--- Excerpt ---
Publication date: July 2018
Source:Magnetic Resonance Imaging, Volume 50
Author(s): Heather T. Whittaker, Shenghua Zhu, Domenico L. Di Curzio, Richard Buist, Xin-Min Li, Suzanna Noy, Frances K. Wiseman, Jonathan D. Thiessen, Melanie Martin
Alzheimer’s disease (AD) pathology causes microstructural changes in the brain. These changes, if quantified with magnetic resonance imaging (MRI), could be studied for use as an early biomarker for AD. The aim of our study was to determine if T1 relaxation, diffusion tensor imaging (DTI), and quantitative magnetization transfer imaging (qMTI) metrics could reveal changes within the hippocampus and surrounding white matter structures in ex vivo transgenic mouse brains overexpressing human amyloid precursor protein with the Swedish mutation. Delineation of hippocampal cell layers using DTI color maps allows more detailed analysis of T1-weighted imaging, DTI, and qMTI metrics, compared with segmentation of gross anatomy based on relaxation images, and with analysis of DTI or qMTI metrics alone. These alterations are observed in the absence of robust intracellular Aβ accumulation or plaque deposition as revealed by histology. This work demonstrates that multiparametric quantitative MRI methods are useful for characterizing changes within the hippocampal substructures and surrounding white matter tracts of mouse models of AD.
--- Excerpted data ---
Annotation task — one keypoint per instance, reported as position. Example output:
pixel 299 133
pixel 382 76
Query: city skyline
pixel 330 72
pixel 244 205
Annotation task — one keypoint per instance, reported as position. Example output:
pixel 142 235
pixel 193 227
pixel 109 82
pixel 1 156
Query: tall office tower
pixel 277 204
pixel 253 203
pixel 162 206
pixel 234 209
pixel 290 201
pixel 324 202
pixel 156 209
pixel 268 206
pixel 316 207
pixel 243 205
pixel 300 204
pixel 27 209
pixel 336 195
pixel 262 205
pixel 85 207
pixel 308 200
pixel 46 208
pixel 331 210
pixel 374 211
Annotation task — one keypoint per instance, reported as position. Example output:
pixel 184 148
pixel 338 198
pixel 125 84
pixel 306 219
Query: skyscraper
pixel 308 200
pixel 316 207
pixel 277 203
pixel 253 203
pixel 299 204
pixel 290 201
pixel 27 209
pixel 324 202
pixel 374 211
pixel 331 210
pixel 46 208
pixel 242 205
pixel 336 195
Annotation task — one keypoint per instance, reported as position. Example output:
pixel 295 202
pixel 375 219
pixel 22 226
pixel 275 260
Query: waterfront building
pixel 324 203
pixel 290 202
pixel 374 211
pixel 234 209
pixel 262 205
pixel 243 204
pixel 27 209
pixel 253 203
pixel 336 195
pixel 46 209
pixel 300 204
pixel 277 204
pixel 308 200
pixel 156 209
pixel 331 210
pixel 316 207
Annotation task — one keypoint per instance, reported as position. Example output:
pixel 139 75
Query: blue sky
---
Task to carry out
Can you reproduce the whole Alzheimer's MRI study text above word for word, from the publication date line through its final sentence?

Your solution
Publication date: July 2018
Source:Magnetic Resonance Imaging, Volume 50
Author(s): Heather T. Whittaker, Shenghua Zhu, Domenico L. Di Curzio, Richard Buist, Xin-Min Li, Suzanna Noy, Frances K. Wiseman, Jonathan D. Thiessen, Melanie Martin
Alzheimer’s disease (AD) pathology causes microstructural changes in the brain. These changes, if quantified with magnetic resonance imaging (MRI), could be studied for use as an early biomarker for AD. The aim of our study was to determine if T1 relaxation, diffusion tensor imaging (DTI), and quantitative magnetization transfer imaging (qMTI) metrics could reveal changes within the hippocampus and surrounding white matter structures in ex vivo transgenic mouse brains overexpressing human amyloid precursor protein with the Swedish mutation. Delineation of hippocampal cell layers using DTI color maps allows more detailed analysis of T1-weighted imaging, DTI, and qMTI metrics, compared with segmentation of gross anatomy based on relaxation images, and with analysis of DTI or qMTI metrics alone. These alterations are observed in the absence of robust intracellular Aβ accumulation or plaque deposition as revealed by histology. This work demonstrates that multiparametric quantitative MRI methods are useful for characterizing changes within the hippocampal substructures and surrounding white matter tracts of mouse models of AD.